→ **RECORDS PROVIDED**
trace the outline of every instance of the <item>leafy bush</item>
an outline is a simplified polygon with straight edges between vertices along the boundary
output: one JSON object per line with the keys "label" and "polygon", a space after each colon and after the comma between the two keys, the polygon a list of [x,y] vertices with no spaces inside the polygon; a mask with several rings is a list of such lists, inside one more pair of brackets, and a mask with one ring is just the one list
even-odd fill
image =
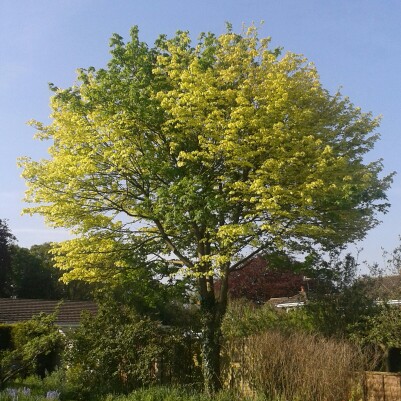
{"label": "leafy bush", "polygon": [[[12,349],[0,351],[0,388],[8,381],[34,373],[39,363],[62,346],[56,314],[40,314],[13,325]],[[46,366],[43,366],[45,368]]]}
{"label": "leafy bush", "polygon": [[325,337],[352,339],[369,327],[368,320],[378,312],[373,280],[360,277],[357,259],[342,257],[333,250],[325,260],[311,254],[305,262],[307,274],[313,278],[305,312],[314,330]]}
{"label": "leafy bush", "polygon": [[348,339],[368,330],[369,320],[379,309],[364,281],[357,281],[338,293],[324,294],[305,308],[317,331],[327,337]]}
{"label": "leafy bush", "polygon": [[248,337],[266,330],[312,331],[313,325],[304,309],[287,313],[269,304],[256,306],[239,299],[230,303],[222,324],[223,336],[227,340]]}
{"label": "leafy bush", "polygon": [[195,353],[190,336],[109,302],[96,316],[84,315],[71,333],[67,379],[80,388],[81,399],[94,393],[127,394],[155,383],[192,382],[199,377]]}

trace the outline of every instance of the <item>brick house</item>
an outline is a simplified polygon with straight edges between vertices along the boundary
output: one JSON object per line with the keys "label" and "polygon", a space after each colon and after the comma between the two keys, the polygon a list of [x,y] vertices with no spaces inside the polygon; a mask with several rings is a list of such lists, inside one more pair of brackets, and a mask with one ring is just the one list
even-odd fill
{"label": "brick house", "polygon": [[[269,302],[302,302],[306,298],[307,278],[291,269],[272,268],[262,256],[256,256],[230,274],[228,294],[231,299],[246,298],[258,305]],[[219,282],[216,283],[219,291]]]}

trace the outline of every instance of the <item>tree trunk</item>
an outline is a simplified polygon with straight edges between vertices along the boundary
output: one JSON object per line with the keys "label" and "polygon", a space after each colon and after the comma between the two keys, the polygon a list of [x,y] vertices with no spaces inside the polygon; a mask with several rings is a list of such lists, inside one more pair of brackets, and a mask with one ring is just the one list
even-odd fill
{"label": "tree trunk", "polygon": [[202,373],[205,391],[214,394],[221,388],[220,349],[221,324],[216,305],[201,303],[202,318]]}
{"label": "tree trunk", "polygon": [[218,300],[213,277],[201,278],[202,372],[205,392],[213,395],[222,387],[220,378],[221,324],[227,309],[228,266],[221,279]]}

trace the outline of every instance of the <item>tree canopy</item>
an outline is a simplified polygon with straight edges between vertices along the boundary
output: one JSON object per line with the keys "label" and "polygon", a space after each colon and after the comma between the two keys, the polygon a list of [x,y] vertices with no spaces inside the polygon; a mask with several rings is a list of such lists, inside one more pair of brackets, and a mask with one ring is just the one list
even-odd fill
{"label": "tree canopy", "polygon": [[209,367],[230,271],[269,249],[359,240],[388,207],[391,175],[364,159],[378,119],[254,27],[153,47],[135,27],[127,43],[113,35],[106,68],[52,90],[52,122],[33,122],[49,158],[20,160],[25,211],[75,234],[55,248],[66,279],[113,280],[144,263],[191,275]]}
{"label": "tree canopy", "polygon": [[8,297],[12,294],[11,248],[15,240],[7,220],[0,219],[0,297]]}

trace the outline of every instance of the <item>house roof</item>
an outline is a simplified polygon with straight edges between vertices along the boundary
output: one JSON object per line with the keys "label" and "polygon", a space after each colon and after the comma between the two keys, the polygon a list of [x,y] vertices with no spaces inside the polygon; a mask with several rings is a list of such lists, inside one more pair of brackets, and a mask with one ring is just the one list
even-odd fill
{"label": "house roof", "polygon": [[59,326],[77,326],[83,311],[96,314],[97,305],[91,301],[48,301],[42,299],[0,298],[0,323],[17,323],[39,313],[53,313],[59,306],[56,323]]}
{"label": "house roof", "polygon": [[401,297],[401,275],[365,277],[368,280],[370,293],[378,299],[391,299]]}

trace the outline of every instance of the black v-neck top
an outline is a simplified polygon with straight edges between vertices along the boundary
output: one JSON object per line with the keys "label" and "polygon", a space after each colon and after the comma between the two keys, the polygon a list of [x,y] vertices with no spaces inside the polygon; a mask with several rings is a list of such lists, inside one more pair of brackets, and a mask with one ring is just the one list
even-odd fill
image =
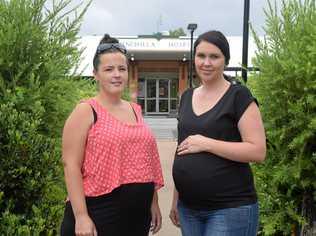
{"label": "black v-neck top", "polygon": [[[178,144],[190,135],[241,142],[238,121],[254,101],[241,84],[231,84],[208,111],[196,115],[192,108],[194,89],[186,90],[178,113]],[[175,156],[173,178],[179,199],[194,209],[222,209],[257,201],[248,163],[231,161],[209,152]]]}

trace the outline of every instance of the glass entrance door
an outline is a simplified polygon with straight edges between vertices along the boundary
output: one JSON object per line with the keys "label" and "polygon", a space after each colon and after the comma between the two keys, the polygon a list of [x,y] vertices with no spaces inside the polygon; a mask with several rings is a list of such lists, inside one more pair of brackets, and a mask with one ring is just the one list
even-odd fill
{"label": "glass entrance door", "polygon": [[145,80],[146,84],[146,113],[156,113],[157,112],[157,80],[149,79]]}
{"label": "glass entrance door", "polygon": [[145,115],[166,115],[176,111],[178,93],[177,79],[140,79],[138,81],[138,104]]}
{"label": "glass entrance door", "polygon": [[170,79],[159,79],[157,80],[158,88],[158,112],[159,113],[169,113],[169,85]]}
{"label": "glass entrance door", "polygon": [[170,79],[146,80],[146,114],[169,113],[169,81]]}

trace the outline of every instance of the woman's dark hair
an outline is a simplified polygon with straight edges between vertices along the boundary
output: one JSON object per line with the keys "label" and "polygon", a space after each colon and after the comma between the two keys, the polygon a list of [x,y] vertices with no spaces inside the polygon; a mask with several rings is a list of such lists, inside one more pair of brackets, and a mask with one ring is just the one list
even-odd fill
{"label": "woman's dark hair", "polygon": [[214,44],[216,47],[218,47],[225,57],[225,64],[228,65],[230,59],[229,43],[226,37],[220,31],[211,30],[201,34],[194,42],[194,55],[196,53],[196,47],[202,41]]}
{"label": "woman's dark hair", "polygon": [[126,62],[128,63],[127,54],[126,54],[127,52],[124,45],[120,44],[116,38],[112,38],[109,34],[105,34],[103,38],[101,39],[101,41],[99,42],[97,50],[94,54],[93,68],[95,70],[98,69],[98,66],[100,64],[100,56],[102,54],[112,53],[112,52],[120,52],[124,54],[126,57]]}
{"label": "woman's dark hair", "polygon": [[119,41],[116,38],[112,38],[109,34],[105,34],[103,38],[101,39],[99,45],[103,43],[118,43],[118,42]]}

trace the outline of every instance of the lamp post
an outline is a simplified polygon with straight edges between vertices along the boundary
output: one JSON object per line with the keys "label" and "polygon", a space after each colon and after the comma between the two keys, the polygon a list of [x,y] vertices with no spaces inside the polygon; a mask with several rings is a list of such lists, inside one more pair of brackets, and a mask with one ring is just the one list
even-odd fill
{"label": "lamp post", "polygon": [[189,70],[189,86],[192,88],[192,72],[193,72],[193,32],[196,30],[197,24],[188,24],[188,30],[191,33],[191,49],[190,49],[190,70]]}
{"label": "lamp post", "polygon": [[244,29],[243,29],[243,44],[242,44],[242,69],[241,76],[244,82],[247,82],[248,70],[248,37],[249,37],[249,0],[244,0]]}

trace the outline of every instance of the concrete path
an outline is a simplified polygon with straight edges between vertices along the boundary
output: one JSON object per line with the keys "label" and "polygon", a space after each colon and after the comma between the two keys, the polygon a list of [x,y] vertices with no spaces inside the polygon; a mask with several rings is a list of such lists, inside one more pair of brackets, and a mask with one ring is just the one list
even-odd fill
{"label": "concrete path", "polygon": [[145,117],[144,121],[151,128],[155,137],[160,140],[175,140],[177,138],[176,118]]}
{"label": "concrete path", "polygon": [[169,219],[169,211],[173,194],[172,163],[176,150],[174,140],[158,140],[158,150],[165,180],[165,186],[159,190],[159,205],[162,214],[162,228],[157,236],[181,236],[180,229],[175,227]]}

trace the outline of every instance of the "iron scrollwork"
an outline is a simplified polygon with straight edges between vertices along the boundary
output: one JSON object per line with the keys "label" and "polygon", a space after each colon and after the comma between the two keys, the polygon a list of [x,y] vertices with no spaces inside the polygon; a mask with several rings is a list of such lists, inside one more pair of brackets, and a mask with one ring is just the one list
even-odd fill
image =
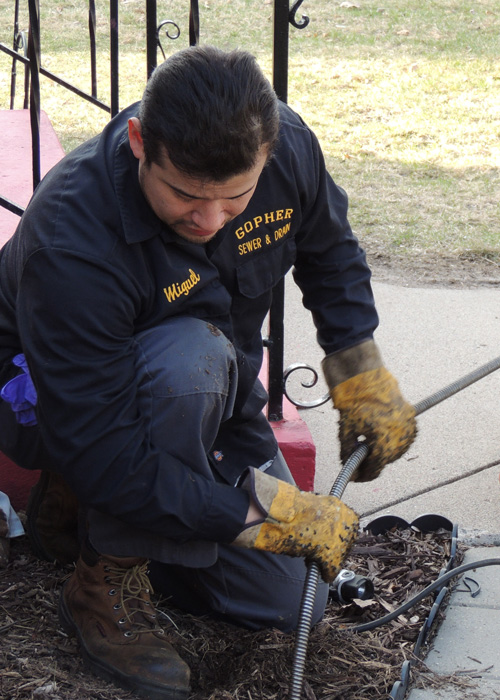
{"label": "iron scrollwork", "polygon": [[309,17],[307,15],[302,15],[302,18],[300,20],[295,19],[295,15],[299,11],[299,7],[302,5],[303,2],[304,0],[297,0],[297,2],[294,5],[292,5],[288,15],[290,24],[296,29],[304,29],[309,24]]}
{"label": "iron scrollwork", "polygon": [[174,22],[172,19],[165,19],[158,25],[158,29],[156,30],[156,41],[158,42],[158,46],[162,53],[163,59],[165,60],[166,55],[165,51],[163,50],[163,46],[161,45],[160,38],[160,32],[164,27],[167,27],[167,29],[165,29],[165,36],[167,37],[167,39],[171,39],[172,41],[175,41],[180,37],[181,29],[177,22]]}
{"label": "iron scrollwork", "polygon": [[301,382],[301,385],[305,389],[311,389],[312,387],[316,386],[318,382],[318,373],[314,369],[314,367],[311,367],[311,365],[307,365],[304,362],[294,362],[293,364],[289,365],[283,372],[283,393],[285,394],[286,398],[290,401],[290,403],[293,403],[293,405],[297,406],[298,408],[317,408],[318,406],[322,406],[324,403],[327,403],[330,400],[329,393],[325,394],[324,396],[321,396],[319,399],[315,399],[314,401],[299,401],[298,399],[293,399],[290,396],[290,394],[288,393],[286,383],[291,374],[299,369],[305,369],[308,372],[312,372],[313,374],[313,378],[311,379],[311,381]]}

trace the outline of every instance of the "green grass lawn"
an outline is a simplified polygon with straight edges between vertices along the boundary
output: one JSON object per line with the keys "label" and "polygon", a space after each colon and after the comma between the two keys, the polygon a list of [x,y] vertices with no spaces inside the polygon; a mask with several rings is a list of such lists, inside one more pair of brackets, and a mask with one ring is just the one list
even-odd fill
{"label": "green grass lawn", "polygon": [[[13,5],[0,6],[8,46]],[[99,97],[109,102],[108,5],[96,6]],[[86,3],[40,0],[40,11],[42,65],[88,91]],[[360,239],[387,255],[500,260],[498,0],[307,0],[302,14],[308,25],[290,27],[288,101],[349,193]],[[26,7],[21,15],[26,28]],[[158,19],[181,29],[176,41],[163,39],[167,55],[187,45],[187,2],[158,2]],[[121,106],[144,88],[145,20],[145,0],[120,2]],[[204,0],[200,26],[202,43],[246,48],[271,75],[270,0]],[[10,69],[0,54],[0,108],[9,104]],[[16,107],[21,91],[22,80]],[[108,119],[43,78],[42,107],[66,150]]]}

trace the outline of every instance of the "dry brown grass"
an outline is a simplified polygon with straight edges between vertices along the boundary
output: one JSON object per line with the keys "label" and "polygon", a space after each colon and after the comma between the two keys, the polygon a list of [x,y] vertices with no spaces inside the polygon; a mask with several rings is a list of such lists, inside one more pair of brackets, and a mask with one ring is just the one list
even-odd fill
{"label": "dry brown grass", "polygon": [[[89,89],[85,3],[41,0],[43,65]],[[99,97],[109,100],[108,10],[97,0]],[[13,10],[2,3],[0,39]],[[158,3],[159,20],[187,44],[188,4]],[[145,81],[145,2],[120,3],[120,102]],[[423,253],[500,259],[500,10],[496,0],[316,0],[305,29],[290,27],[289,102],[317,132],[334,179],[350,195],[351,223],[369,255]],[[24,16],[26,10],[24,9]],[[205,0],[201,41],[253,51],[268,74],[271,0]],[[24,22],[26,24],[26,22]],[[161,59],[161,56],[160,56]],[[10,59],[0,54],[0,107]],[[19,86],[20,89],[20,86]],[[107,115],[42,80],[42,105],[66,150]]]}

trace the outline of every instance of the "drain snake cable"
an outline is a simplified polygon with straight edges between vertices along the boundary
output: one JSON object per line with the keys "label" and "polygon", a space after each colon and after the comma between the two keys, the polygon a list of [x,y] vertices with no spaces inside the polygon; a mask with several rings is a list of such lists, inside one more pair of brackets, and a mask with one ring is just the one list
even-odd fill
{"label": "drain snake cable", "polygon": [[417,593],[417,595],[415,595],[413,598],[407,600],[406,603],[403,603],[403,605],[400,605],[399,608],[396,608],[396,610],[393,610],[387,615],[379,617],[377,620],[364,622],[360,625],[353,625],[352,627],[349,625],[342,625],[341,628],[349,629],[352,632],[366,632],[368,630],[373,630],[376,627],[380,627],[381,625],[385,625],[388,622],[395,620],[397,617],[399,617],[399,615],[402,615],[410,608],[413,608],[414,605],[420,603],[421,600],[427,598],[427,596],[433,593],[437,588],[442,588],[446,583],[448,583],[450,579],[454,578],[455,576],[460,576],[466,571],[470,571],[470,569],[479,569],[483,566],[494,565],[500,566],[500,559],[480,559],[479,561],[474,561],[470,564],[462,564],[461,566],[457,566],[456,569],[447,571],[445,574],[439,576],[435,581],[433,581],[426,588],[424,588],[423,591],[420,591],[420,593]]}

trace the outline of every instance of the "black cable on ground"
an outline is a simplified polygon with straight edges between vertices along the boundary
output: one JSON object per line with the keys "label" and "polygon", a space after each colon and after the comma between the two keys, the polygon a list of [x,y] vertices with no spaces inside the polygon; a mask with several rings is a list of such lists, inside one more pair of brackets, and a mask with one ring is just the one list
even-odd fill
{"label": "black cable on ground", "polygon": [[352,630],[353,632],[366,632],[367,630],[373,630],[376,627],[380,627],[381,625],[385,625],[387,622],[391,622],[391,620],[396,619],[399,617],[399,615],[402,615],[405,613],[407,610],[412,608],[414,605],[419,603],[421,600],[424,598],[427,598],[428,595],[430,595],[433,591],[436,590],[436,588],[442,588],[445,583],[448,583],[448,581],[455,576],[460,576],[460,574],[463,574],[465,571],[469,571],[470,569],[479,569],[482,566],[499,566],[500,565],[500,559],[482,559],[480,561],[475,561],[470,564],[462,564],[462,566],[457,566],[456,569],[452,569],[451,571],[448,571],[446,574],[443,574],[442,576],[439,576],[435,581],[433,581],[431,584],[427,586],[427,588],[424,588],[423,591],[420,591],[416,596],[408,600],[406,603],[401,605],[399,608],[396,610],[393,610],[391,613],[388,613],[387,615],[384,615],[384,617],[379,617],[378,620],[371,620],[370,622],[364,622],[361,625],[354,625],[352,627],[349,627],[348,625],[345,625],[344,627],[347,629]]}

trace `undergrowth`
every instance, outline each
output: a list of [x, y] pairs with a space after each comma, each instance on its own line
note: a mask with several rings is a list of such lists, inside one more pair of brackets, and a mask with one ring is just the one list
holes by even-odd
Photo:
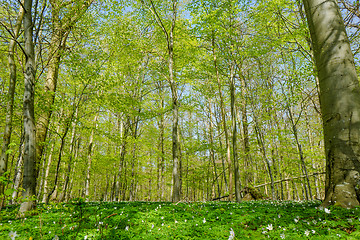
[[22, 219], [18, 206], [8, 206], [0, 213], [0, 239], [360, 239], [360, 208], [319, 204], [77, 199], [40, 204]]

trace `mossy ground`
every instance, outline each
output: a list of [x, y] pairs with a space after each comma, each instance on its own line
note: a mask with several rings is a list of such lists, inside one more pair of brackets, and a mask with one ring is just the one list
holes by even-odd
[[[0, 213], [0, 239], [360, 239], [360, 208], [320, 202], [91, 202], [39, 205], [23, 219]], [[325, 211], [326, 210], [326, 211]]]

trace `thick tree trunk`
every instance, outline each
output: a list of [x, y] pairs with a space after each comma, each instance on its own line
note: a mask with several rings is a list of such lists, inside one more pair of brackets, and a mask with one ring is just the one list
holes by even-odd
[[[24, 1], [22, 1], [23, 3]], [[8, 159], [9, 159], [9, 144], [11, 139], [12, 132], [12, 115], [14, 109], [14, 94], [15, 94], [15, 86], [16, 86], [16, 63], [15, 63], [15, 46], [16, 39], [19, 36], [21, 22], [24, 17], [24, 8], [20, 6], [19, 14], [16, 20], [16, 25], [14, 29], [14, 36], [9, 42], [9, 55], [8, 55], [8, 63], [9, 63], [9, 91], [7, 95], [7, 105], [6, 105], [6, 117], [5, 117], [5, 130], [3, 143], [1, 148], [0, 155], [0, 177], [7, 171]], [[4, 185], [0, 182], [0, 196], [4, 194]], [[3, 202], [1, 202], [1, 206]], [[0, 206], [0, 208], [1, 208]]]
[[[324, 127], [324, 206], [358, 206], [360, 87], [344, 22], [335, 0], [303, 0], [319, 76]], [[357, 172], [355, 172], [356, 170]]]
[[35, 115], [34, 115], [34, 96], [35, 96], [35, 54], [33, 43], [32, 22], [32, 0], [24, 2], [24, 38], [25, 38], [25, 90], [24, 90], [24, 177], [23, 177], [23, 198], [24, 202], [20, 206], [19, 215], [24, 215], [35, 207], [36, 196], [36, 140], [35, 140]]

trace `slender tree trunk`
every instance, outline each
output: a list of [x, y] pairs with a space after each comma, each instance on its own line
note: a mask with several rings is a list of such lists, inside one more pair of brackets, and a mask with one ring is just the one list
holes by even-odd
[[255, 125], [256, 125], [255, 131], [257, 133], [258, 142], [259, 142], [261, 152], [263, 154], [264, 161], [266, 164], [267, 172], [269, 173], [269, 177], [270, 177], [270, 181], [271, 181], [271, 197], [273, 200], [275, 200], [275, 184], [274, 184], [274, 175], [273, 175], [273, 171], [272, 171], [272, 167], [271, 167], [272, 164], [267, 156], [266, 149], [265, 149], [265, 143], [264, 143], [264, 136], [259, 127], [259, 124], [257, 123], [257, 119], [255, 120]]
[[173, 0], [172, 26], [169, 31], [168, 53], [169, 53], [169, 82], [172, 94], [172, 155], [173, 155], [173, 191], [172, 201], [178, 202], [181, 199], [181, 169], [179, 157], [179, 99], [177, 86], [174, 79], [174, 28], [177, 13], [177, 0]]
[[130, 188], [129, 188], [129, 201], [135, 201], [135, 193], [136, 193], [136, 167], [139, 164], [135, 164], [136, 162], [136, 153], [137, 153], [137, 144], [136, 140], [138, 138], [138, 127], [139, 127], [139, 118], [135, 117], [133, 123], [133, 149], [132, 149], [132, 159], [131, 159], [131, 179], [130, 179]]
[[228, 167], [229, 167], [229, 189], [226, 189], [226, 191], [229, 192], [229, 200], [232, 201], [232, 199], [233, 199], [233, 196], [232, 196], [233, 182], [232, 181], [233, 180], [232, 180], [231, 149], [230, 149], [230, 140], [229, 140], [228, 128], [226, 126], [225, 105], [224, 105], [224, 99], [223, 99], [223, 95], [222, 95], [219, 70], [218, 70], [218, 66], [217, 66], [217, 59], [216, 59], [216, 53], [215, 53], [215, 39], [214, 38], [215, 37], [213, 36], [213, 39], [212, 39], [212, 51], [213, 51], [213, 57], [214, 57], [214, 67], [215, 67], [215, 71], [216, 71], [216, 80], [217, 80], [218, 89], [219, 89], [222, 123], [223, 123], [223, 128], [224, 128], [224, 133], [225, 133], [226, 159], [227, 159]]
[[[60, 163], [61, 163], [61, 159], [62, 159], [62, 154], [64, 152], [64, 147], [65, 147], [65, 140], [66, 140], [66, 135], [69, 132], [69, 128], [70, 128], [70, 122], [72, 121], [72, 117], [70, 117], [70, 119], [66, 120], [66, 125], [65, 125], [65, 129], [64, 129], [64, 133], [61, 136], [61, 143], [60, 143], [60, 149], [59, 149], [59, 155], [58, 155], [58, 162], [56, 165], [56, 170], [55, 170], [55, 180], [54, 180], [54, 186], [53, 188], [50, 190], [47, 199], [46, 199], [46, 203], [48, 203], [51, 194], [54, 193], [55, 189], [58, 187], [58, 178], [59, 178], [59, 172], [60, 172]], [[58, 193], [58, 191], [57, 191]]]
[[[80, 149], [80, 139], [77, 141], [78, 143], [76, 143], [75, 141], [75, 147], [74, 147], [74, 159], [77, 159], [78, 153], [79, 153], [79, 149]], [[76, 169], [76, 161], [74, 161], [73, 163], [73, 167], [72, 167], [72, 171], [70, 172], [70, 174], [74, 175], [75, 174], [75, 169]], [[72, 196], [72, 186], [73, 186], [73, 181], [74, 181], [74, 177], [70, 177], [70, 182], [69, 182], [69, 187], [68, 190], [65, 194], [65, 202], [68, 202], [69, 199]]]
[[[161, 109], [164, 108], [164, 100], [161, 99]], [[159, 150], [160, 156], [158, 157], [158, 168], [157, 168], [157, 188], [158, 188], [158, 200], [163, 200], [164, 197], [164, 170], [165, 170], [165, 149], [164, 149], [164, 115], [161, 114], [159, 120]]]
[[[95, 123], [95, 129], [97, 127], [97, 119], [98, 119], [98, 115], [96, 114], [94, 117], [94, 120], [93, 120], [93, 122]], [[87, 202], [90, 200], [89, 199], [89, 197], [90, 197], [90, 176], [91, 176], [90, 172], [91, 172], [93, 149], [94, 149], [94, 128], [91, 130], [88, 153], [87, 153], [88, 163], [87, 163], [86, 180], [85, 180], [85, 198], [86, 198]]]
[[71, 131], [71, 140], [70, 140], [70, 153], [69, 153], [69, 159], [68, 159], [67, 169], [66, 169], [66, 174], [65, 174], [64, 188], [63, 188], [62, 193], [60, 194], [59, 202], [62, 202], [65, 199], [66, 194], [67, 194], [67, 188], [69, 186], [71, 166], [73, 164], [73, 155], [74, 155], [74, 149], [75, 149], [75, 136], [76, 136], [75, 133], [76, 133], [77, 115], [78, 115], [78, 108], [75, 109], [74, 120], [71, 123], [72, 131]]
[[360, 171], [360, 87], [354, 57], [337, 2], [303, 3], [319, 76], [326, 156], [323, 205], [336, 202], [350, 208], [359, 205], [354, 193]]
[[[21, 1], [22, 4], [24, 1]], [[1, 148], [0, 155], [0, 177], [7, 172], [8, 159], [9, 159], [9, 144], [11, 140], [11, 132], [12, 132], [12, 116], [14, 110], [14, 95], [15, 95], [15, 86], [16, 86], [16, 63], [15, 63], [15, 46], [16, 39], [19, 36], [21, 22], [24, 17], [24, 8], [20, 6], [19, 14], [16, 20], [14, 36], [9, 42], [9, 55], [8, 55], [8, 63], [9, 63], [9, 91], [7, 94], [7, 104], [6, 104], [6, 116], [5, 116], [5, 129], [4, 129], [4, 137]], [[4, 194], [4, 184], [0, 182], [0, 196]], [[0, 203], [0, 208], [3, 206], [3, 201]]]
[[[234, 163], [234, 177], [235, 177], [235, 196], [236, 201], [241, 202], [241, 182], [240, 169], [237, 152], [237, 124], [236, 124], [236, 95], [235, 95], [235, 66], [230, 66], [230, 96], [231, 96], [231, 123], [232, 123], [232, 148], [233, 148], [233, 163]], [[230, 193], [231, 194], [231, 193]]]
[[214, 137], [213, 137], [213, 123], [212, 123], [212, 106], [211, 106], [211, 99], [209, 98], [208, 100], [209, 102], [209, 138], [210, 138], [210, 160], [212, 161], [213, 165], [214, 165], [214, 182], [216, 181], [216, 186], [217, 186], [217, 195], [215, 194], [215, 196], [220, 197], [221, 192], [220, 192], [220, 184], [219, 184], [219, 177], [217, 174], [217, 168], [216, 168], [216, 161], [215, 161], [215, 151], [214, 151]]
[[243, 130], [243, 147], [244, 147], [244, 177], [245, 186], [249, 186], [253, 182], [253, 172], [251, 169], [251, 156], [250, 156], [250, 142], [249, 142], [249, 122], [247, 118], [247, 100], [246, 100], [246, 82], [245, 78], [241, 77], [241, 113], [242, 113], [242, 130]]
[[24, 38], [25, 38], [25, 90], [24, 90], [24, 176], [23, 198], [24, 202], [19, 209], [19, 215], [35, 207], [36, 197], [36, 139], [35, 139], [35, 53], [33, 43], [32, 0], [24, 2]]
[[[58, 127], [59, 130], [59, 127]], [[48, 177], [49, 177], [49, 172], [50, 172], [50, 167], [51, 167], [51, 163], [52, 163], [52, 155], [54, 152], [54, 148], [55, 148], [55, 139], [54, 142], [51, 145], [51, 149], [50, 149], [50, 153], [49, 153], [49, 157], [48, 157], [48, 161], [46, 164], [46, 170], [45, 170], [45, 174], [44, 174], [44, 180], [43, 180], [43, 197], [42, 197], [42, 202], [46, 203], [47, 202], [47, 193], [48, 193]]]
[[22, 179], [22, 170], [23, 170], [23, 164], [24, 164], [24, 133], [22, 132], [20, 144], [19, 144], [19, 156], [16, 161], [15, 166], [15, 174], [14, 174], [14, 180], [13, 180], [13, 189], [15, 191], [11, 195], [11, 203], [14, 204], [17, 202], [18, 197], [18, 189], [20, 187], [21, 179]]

→ **THE TASK**
Counting only lines that hold the word "item", state how many the material contains, and add nothing.

→ **RESULT FOR THIS EXERCISE**
5